PAGE EXTRACT:

2. Converter Operating Principles

Figure 3 shows the architecture of the proposed converter integrated with dual-energy storage. The power devices (S₁~S₄) are the multiport switch used to control the power flow between the battery/UC dual-energy and DC-bus. To achieve the high conversion efficiency, the design concept for the converter are based on multi-phase operation and switch stress reduction as (1) the power devices (Q₁~Q₄) are designed to use IPWM control to reduce current stress and ripple on the switch, (2) two-phase coupled inductors T₁ and T₂ are integrated into the bidirectional power converter with high turns ratio to reduce the undesirable duty ratio and conduction loss of metal-oxide-semiconductor field-effect transistors (MOSFETs).

2.1. Multiport Switch

Figure 4 shows the equivalent circuits of the multiport switch of the proposed converter under different operating modes. For the converter operating in the UC charge or discharge mode, the multiport switches S₁, S₄ are turned on, and S₂, S₃ are turned off. The equivalent circuit of this condition is shown in Figure 4a. It is shown that the bidirectional energy delivery between the UC and the DC-bus can be achieved. For the converter operating under the battery charge mode or discharge mode, the multiport switches S₂, S₃ are turned on, and S₁, S₄ are turned off. Under this condition, the corresponding equivalent circuit is shown in Figure 4b. The figure shows that the bidirectional energy delivery between the battery and the DC-bus can be achieved. For the converter operating under the dual-energy in series discharge mode, the multiport switches S₁, S₃ are turned on, and S₂, S₄ are turned off. The battery/UC dual-energy delivers the energy to DC-bus, and its equivalent circuit is shown in Figure 4c.

WORK INSTRUCTIONS: Copy word for word the stretch of the converter passage that begins with the words "Figure 3 shows" and ends after the words "field-effect transistors (MOSFETs).".

RECORD EXCERPTS:

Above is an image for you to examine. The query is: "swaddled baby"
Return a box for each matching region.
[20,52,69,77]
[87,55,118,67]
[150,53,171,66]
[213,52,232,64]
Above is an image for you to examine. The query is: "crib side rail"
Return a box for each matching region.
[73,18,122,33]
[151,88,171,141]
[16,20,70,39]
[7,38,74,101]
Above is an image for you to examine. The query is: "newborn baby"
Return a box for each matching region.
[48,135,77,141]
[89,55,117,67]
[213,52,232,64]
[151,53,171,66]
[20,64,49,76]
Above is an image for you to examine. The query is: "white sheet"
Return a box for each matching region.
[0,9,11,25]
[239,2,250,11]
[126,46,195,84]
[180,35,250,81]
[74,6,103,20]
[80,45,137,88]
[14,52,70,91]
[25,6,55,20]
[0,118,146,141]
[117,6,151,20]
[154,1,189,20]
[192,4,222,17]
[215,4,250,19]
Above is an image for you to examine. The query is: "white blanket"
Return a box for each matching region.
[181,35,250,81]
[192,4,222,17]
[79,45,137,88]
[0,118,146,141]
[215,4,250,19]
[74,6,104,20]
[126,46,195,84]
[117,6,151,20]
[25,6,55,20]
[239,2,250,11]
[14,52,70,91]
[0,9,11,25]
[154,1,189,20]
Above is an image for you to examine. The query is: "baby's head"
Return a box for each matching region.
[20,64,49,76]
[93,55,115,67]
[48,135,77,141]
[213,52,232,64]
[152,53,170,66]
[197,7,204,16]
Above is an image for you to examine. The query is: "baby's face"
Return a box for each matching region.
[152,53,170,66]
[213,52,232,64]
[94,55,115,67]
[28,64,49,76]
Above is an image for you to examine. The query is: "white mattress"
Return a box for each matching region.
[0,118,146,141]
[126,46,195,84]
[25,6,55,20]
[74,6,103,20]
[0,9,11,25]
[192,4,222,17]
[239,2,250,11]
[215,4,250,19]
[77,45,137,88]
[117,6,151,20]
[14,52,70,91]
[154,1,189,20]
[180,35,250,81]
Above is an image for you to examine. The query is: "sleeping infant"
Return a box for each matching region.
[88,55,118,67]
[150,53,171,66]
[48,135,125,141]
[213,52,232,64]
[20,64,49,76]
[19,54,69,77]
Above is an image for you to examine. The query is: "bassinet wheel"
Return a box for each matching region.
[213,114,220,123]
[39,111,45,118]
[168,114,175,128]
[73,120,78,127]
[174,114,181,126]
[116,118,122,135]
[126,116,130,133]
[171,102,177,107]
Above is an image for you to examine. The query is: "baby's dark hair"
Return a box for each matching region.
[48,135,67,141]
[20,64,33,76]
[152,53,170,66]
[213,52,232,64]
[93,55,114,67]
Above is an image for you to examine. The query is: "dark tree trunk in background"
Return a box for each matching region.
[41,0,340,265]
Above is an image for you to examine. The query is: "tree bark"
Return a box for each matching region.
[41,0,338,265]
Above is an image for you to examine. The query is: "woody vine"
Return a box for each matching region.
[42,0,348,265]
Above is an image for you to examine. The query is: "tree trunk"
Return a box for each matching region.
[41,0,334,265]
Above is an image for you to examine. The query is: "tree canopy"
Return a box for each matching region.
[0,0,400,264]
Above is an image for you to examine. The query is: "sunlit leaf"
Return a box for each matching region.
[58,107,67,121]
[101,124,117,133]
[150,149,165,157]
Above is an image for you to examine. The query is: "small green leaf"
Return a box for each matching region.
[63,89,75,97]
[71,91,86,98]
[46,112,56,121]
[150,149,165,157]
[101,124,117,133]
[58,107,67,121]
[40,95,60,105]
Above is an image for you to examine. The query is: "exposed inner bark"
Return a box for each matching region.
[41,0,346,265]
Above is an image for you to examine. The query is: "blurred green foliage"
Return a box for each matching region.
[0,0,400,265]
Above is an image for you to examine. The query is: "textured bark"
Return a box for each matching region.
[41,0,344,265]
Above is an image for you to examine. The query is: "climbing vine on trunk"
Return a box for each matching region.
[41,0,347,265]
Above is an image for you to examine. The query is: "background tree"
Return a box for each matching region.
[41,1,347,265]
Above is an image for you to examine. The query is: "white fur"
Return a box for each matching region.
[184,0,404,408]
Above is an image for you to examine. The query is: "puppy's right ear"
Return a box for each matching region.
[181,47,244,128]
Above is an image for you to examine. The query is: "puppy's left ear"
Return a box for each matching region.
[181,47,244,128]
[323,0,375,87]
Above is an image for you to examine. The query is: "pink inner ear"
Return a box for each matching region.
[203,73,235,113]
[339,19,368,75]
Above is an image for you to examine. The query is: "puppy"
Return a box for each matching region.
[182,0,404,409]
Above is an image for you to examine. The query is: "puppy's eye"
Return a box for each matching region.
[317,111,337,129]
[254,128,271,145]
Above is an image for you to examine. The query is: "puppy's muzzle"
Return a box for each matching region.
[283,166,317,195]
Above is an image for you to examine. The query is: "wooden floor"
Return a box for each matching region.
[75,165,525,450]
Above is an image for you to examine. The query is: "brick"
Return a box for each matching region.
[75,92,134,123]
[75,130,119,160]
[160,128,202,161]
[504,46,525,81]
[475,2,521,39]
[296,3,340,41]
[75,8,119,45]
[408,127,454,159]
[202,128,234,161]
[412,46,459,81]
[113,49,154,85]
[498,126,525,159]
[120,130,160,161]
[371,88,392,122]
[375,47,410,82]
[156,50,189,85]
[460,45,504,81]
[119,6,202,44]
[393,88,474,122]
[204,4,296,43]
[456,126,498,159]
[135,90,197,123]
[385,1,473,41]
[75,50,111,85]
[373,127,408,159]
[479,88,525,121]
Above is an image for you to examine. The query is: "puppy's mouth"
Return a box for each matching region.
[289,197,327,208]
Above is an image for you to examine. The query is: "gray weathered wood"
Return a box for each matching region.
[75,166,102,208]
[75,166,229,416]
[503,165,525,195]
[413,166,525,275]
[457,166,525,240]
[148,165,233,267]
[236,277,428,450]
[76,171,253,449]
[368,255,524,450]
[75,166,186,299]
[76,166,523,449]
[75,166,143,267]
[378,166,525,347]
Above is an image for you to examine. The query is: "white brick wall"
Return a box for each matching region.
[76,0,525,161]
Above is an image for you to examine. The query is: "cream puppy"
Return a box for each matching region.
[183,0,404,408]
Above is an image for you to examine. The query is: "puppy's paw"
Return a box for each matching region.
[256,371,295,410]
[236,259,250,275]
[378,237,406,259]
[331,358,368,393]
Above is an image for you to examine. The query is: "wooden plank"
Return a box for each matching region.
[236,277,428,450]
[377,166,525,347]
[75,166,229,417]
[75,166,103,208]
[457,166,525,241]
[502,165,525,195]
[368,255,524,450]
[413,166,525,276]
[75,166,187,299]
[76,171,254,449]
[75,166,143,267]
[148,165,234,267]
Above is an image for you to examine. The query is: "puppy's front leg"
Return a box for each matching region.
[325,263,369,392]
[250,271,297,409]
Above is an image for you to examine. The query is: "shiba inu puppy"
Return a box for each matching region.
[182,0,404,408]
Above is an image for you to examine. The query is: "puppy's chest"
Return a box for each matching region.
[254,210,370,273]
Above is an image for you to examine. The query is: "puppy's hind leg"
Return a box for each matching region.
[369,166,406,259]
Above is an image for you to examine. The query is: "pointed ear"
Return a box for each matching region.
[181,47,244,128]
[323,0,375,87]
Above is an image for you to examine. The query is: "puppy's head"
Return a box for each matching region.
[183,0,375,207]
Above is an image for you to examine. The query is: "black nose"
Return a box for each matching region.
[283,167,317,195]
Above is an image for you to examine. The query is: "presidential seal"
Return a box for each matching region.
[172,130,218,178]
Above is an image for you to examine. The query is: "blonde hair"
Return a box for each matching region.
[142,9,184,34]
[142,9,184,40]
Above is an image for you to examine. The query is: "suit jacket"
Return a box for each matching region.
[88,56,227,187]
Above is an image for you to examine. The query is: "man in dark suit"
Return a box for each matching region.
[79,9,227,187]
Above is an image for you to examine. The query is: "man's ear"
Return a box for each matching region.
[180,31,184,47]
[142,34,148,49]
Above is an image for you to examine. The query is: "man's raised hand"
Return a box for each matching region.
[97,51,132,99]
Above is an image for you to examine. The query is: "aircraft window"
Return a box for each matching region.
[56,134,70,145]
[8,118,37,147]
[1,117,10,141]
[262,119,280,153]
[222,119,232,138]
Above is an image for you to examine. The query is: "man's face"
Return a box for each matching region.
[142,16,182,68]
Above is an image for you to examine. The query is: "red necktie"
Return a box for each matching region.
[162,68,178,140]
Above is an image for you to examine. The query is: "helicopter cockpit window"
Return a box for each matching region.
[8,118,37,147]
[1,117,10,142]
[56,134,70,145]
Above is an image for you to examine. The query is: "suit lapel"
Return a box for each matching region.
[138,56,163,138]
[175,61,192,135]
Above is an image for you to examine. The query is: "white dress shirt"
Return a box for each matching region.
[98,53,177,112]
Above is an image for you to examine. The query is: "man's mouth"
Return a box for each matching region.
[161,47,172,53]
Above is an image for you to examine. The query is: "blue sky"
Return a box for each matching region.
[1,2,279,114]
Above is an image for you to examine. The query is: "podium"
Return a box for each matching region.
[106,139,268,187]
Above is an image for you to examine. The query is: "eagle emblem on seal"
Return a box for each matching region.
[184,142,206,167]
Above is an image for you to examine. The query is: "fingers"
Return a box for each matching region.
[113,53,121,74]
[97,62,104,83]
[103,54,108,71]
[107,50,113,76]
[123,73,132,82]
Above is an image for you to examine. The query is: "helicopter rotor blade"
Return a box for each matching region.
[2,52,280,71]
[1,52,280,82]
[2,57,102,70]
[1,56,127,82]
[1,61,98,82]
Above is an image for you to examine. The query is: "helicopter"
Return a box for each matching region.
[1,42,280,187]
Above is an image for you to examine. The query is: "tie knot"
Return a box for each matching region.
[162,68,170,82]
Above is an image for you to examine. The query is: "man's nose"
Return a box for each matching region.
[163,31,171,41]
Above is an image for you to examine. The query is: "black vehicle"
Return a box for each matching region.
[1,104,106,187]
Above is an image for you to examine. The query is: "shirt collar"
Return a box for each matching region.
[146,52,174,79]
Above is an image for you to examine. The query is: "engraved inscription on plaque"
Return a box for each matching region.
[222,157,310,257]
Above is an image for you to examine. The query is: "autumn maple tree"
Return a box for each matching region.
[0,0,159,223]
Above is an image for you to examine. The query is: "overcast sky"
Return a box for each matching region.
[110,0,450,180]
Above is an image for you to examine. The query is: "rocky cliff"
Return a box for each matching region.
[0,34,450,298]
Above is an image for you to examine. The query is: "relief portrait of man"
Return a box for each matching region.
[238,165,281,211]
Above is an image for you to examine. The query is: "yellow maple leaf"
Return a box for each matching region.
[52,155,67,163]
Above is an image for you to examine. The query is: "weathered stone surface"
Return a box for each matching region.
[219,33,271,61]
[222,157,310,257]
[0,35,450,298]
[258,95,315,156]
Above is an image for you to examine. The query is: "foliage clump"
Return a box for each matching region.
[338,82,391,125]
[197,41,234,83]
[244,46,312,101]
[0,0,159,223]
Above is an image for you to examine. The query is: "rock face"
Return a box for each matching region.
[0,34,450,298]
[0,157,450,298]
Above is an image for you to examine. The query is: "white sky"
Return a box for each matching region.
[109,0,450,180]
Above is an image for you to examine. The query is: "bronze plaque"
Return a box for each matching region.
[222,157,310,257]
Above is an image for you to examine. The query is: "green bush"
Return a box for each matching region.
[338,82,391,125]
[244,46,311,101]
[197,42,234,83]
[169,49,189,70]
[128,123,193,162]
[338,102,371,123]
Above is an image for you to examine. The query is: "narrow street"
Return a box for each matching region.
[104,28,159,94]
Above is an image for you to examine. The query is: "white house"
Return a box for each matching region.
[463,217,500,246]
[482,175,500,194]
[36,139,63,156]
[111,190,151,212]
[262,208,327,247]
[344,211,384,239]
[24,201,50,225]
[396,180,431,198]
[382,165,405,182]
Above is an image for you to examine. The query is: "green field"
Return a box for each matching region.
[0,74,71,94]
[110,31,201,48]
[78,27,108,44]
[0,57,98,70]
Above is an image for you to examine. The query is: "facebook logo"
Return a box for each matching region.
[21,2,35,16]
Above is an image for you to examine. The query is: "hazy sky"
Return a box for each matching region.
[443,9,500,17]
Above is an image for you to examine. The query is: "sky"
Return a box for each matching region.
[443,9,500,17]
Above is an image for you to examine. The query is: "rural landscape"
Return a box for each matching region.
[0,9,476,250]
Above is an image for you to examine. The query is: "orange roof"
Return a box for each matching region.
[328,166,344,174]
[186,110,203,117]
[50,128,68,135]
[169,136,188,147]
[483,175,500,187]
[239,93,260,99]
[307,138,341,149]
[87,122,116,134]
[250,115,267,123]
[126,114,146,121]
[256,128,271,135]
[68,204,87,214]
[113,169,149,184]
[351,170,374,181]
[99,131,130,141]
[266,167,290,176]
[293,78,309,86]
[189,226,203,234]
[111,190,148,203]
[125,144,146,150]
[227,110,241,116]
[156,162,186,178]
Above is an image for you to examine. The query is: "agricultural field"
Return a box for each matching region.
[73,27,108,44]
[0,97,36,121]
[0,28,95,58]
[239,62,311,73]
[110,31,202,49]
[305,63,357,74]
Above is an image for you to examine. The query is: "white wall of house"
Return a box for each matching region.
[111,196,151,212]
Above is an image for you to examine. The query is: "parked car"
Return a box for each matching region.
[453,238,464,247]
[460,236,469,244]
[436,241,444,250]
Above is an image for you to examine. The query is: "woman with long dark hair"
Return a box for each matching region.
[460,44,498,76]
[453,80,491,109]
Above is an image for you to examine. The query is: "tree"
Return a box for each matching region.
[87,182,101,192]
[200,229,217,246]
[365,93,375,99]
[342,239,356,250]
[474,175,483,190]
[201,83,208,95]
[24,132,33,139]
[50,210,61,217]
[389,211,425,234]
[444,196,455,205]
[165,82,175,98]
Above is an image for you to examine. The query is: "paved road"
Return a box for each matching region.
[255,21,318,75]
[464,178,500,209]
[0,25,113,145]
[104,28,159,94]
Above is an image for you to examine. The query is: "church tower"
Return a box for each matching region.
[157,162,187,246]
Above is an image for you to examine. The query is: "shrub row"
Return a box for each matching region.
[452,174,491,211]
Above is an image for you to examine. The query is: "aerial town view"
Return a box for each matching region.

RESULT:
Figure 3 shows the architecture of the proposed converter integrated with dual-energy storage. The power devices (S₁~S₄) are the multiport switch used to control the power flow between the battery/UC dual-energy and DC-bus. To achieve the high conversion efficiency, the design concept for the converter are based on multi-phase operation and switch stress reduction as (1) the power devices (Q₁~Q₄) are designed to use IPWM control to reduce current stress and ripple on the switch, (2) two-phase coupled inductors T₁ and T₂ are integrated into the bidirectional power converter with high turns ratio to reduce the undesirable duty ratio and conduction loss of metal-oxide-semiconductor field-effect transistors (MOSFETs).